EXCERPTED DATA:
============================================================

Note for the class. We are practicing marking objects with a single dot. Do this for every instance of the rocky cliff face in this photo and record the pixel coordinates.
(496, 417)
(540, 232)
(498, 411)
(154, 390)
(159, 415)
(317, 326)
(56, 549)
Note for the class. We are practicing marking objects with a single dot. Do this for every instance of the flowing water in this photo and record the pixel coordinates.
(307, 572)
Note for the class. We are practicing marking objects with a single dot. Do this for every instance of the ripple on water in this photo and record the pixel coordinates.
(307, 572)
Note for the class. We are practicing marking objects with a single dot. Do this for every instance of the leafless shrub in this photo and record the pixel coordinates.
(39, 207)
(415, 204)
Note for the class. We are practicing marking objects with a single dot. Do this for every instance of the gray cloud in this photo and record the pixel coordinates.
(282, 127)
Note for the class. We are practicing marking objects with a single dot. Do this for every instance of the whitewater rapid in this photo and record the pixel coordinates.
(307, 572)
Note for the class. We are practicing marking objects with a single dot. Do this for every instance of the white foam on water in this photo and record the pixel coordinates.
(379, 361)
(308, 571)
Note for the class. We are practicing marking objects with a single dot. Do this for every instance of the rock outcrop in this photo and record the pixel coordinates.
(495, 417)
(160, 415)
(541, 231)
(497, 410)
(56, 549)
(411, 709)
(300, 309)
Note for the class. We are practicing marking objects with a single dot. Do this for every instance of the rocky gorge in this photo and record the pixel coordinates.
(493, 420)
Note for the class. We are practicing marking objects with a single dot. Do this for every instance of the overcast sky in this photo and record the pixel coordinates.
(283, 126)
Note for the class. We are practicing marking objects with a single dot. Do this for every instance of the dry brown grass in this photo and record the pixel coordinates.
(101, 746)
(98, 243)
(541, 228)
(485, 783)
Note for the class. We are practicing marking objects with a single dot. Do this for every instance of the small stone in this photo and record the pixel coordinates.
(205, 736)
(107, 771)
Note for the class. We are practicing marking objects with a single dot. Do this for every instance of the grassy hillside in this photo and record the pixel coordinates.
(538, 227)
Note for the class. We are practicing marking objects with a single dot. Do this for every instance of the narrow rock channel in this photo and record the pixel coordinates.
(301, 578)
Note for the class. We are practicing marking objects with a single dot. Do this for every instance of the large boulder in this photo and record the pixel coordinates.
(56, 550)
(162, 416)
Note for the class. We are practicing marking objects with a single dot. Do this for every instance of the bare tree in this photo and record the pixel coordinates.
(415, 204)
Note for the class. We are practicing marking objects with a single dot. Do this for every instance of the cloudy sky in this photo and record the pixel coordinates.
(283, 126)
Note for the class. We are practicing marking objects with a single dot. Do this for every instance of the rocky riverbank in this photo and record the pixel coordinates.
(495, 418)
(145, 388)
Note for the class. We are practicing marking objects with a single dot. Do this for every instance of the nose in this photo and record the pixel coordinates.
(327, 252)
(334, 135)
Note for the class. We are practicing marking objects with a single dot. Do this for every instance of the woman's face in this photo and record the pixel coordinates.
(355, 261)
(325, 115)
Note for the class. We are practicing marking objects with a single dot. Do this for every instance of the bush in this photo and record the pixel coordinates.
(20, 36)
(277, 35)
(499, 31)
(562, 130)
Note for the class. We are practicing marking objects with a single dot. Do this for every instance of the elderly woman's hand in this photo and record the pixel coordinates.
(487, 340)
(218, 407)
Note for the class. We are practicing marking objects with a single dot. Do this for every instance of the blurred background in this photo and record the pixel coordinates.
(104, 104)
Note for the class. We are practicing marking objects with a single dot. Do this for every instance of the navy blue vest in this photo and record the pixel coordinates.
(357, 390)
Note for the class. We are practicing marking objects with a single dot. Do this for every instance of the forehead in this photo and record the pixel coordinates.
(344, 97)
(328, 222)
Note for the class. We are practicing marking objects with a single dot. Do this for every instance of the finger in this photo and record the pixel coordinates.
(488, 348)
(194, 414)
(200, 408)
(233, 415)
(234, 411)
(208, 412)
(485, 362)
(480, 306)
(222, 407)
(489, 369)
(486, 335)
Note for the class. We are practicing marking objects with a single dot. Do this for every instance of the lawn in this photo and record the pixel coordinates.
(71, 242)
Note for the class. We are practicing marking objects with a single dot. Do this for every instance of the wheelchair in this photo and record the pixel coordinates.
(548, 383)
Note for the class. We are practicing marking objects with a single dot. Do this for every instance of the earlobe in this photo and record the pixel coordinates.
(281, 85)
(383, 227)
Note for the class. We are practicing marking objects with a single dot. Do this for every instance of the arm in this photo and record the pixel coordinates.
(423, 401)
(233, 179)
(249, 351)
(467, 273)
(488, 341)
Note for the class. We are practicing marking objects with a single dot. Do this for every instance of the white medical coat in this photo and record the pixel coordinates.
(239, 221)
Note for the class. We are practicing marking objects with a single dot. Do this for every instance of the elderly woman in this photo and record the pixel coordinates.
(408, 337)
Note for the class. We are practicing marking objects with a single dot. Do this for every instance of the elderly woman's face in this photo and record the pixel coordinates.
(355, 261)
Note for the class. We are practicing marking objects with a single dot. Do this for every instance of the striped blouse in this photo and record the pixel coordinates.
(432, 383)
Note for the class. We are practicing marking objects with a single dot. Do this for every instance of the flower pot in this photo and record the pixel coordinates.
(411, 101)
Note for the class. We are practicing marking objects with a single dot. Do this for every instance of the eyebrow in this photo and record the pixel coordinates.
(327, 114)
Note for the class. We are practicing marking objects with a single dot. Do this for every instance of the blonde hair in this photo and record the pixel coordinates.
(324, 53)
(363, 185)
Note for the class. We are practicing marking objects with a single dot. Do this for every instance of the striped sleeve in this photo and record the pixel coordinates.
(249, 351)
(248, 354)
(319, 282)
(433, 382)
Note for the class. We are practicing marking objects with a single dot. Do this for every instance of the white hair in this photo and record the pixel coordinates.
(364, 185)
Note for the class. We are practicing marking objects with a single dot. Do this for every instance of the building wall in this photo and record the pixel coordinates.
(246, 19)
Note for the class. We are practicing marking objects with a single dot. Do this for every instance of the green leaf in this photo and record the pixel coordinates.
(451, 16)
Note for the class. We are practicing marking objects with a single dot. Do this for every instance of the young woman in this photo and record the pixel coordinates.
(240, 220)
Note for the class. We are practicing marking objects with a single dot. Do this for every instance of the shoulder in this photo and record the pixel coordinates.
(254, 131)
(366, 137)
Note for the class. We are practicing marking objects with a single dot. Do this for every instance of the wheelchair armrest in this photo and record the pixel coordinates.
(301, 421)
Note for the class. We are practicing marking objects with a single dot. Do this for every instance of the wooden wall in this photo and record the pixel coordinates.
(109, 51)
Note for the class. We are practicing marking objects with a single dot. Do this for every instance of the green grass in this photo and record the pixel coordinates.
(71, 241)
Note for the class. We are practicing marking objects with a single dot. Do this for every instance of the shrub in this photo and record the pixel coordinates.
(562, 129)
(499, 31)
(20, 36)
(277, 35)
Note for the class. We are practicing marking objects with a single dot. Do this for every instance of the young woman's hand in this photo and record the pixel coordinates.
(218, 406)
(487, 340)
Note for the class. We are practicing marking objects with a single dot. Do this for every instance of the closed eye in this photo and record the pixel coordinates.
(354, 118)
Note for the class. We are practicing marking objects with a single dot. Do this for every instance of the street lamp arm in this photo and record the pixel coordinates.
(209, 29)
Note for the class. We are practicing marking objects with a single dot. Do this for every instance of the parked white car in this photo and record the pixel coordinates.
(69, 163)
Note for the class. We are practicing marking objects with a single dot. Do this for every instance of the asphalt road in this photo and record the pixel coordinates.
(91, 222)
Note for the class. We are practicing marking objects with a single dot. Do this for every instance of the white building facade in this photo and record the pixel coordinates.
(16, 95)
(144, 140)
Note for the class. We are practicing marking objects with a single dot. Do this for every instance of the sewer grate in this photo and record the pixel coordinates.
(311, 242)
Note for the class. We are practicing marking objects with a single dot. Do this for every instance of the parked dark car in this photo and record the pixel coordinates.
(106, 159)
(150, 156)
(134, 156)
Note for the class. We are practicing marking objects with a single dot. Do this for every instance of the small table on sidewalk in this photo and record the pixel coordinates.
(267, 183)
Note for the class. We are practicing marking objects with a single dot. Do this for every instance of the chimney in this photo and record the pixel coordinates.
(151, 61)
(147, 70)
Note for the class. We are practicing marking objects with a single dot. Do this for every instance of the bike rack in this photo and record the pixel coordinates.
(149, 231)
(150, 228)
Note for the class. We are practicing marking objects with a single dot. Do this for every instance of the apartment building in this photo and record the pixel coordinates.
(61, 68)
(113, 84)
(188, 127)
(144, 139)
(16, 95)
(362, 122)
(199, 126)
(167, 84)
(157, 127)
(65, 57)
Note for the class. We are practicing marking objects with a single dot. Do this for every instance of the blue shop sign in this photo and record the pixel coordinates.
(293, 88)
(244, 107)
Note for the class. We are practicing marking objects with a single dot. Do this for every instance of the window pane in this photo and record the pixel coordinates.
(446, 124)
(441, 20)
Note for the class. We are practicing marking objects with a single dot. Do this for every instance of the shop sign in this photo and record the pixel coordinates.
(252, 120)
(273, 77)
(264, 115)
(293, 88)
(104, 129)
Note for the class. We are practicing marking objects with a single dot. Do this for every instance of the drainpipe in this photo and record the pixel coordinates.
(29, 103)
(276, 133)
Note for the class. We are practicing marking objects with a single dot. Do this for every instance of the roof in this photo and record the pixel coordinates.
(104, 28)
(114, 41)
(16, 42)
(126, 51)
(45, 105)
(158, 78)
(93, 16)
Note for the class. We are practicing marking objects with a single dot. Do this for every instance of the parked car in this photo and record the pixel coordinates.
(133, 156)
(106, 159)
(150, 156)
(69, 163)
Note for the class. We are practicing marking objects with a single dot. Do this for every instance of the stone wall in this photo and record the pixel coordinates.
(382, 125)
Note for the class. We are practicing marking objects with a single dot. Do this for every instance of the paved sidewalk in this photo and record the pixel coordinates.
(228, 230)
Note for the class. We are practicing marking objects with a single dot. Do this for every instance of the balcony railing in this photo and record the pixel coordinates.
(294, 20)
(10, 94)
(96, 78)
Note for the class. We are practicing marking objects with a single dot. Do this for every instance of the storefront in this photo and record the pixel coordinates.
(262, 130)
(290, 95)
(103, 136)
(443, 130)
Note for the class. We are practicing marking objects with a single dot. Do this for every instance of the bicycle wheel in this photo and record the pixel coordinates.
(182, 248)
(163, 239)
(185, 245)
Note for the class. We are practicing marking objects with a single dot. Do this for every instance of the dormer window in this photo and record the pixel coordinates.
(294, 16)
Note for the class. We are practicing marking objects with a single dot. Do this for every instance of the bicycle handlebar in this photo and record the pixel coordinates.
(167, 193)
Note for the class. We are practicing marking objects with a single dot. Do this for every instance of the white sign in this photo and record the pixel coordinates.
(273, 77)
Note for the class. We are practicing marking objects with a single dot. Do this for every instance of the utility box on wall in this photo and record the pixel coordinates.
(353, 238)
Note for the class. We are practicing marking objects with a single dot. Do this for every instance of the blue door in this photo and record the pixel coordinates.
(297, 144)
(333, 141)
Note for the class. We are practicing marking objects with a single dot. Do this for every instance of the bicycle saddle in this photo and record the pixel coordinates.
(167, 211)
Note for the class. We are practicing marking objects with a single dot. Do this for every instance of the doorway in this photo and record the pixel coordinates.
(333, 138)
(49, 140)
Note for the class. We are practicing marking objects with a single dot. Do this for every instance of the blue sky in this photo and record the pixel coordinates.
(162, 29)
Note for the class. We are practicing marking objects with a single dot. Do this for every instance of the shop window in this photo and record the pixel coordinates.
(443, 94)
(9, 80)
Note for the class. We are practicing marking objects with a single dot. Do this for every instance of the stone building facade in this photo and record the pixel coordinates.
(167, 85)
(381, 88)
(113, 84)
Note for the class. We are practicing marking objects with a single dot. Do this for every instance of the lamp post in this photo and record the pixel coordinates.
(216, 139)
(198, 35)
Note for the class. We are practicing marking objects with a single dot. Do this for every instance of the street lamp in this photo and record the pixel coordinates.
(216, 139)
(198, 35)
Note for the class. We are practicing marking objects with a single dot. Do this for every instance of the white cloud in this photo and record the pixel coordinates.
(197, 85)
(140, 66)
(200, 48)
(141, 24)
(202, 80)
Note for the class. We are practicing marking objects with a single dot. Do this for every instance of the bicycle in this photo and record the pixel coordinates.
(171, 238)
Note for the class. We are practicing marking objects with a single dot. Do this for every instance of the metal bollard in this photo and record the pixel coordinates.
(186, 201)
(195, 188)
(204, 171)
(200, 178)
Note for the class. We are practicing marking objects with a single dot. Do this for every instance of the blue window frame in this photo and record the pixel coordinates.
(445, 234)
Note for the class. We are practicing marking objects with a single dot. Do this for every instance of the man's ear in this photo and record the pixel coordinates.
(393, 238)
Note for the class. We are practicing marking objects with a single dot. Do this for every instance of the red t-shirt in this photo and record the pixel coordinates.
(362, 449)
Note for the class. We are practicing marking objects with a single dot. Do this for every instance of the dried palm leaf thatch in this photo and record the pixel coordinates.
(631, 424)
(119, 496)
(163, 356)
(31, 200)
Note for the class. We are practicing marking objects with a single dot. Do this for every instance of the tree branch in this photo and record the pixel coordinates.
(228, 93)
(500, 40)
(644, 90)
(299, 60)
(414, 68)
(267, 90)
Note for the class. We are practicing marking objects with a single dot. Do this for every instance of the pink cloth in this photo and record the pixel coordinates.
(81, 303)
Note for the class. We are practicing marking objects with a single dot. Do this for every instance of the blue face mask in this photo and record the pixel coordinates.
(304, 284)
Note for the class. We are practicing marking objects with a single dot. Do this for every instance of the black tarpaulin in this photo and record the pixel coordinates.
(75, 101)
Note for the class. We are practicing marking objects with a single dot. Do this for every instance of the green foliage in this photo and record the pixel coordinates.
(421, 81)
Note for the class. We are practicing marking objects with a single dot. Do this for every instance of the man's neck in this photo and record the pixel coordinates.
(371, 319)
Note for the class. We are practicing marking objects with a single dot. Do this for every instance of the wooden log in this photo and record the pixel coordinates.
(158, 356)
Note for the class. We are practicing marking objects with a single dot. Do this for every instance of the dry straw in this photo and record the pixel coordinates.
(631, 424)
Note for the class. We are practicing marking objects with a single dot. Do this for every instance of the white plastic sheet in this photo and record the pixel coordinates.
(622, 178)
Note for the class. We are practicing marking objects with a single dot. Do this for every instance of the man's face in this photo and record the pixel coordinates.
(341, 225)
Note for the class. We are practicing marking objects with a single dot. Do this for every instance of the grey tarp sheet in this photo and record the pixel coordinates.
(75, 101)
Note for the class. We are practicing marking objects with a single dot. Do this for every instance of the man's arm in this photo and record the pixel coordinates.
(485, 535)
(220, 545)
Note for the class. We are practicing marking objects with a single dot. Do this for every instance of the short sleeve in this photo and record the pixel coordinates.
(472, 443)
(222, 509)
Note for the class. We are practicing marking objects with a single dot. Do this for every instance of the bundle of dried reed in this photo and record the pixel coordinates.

============================================================

EXERCISE DESCRIPTION: Can you give the lines again, starting at the line containing "the man's arm" and ending at the final line of the items, requests included, with every pixel coordinate in the answers scaled by 0.8 and rounded to a whole number, halves rounded up?

SOLUTION TO THIS EXERCISE:
Note for the class. We are practicing marking objects with a single dot. Do this for every instance of the man's arm in this photo and record the pixel coordinates.
(388, 428)
(176, 436)
Note for the class. We are practicing marking objects with a single dot. Do this for every instance of the short sleeve in this photo and record the pixel coordinates.
(378, 354)
(178, 407)
Note for the class. We are practicing marking objects with a single dot. Do this for every instance of the bundle of dried reed in this photo and record the pixel coordinates.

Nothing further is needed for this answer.